→ 과제 목록:
[1] 복합문에 관한 본문에서 "if test1: if"부터 "print(x); print(y); print(z)"까지, 끝 부분을 포함하여 그대로 옮겨 적으십시오.
[2] 복합문에 관한 본문의 요약 문법에서 기호 ::= 왼쪽에 놓여 정의되는 이름을 모두 나열하십시오.
[3] 복합문에 관한 본문에서 "복합문은 하나나 그 이상의"로 시작하는 단락을 주요 사실을 유지한 채 목록 형태로 다시 쓰십시오.

→ 제시된 본문:
##############################

복합문은 하나나 그 이상의 ‘절’로 구성됩니다. 절은 헤더와 ‘스위트(suite)’로 구성됩니다. 특정 복합문의 절 헤더들은 모두 같은 들여쓰기 수준을 갖습니다. 각 절 헤더는 특별하게 식별되는 키워드로 시작하고 콜론으로 끝납니다. 스위트는 절에 의해 제어되는 문장들의 그룹입니다. 스위트는 헤더의 콜론 뒤에서 같은 줄에 세미콜론으로 분리된 하나나 그 이상의 단순문일 수 있습니다. 또는 그다음 줄에 들여쓰기 된 하나나 그 이상의 문장들일 수도 있습니다. 오직 후자의 형태만 중첩된 복합문을 포함할 수 있습니다; 다음과 같은 것은 올바르지 않은데, 대체로 뒤따르는 else 절이 있다면 어떤 if 절에 속하는지 명확하지 않기 때문입니다.

if test1: if test2: print(x)

또한, 이 문맥에서 세미콜론이 콜론보다 더 강하게 결합해서, 다음과 같은 예에서, print() 호출들은 모두 실행되거나 어느 하나도 실행되지 않습니다는 것에 주의해야 합니다:

if x < y < z: print(x); print(y); print(z)

요약하면:

compound_stmt ::=  if_stmt
                   | while_stmt
                   | for_stmt
                   | try_stmt
                   | with_stmt
                   | match_stmt
                   | funcdef
                   | classdef
                   | async_with_stmt
                   | async_for_stmt
                   | async_funcdef
suite         ::=  stmt_list NEWLINE | NEWLINE INDENT statement+ DEDENT
statement     ::=  stmt_list NEWLINE | compound_stmt
stmt_list     ::=  simple_stmt (";" simple_stmt)* [";"]

문장들이 항상 NEWLINE 으로 끝나고 DEDENT 가 그 뒤를 따를 수 있음에 주목해야 합니다. 또한, 생략 가능한 연결 절들이 항상 문장을 시작시킬 수 없는 키워드로 시작하기 때문에, 모호함이 없다는 것도 주목하세요 (파이썬에서는 중첩된 if 문이 들여쓰기 되는 것을 요구함으로써 ‘매달린(dangling) else’ 문제를 해결합니다).

##############################

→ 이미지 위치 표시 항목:
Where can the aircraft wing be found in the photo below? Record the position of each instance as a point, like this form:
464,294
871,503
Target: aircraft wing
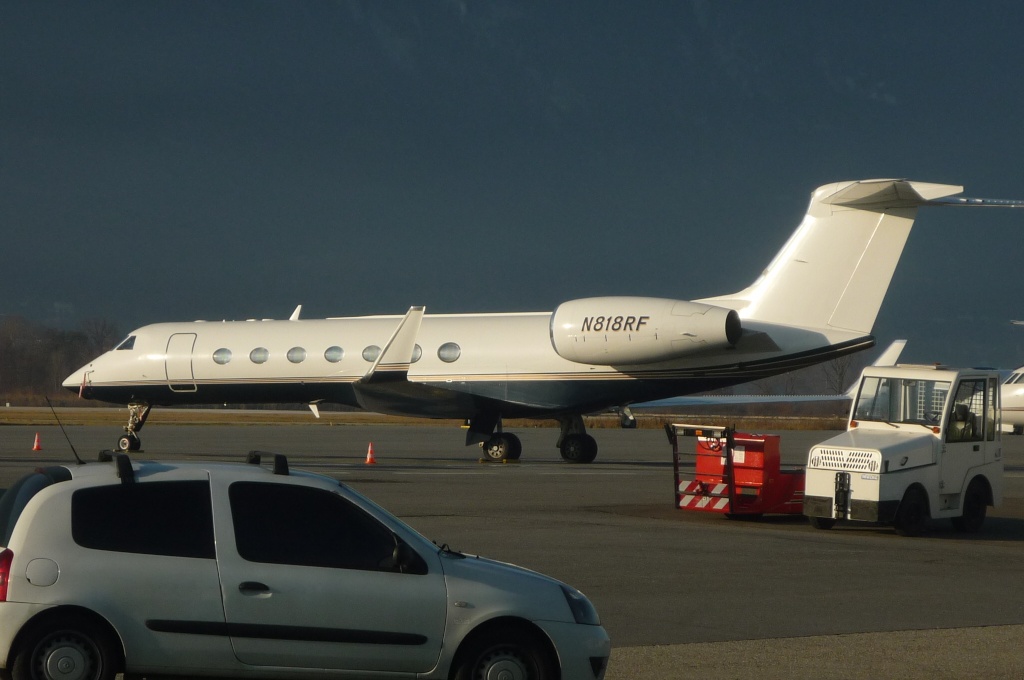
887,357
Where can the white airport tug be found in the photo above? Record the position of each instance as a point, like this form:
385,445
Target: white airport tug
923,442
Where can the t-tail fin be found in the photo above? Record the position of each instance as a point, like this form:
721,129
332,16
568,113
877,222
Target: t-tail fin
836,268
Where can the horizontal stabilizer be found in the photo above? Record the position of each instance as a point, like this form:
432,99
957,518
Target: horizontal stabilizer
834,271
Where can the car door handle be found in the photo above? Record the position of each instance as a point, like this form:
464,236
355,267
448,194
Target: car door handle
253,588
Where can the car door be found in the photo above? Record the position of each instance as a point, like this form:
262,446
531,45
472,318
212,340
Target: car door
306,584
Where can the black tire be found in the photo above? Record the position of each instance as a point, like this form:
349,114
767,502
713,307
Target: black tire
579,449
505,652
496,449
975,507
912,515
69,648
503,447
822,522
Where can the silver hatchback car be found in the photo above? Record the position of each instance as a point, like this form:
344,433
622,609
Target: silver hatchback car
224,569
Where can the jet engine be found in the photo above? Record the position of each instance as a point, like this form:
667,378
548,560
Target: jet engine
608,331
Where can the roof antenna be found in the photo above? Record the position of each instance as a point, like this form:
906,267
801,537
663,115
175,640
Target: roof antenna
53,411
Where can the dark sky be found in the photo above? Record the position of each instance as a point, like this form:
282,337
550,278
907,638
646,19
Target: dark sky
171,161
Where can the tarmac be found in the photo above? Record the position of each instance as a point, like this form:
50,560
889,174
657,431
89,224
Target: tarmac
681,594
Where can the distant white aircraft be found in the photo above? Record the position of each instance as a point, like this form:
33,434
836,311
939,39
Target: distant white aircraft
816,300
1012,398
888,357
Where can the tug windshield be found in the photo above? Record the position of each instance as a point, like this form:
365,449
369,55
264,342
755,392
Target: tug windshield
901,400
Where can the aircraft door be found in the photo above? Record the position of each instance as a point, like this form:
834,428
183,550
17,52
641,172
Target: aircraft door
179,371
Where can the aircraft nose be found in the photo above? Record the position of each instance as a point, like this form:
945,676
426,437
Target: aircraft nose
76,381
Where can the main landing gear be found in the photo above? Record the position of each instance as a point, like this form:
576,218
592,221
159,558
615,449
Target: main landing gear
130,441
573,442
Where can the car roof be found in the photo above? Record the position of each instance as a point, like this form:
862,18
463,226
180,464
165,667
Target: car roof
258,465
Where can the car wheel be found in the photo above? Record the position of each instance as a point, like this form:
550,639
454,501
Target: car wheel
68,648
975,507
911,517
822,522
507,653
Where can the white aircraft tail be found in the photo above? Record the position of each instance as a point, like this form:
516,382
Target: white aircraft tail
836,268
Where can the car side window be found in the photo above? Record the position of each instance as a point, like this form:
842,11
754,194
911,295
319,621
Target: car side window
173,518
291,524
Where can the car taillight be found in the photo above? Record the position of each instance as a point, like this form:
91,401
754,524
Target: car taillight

##############################

→ 과제 풀이:
[1]
if test1: if test2: print(x)

또한, 이 문맥에서 세미콜론이 콜론보다 더 강하게 결합해서, 다음과 같은 예에서, print() 호출들은 모두 실행되거나 어느 하나도 실행되지 않습니다는 것에 주의해야 합니다:

if x < y < z: print(x); print(y); print(z)

[2] compound_stmt, suite, statement, stmt_list

[3]
- 복합문은 하나 이상의 절로 구성되며, 절은 헤더와 스위트로 이루어집니다.
- 한 복합문의 절 헤더들은 모두 같은 들여쓰기 수준을 갖습니다.
- 각 절 헤더는 특별하게 식별되는 키워드로 시작하고 콜론으로 끝납니다.
- 스위트는 절에 의해 제어되는 문장들의 그룹입니다.
- 스위트는 헤더의 콜론 뒤 같은 줄에 세미콜론으로 분리된 하나 이상의 단순문일 수도 있고, 다음 줄에 들여쓰기 된 하나 이상의 문장일 수도 있습니다.
- 중첩된 복합문은 후자의 형태에만 포함될 수 있습니다. 같은 줄에 중첩하면 뒤따르는 else 절이 어느 if 절에 속하는지 대체로 명확하지 않기 때문입니다.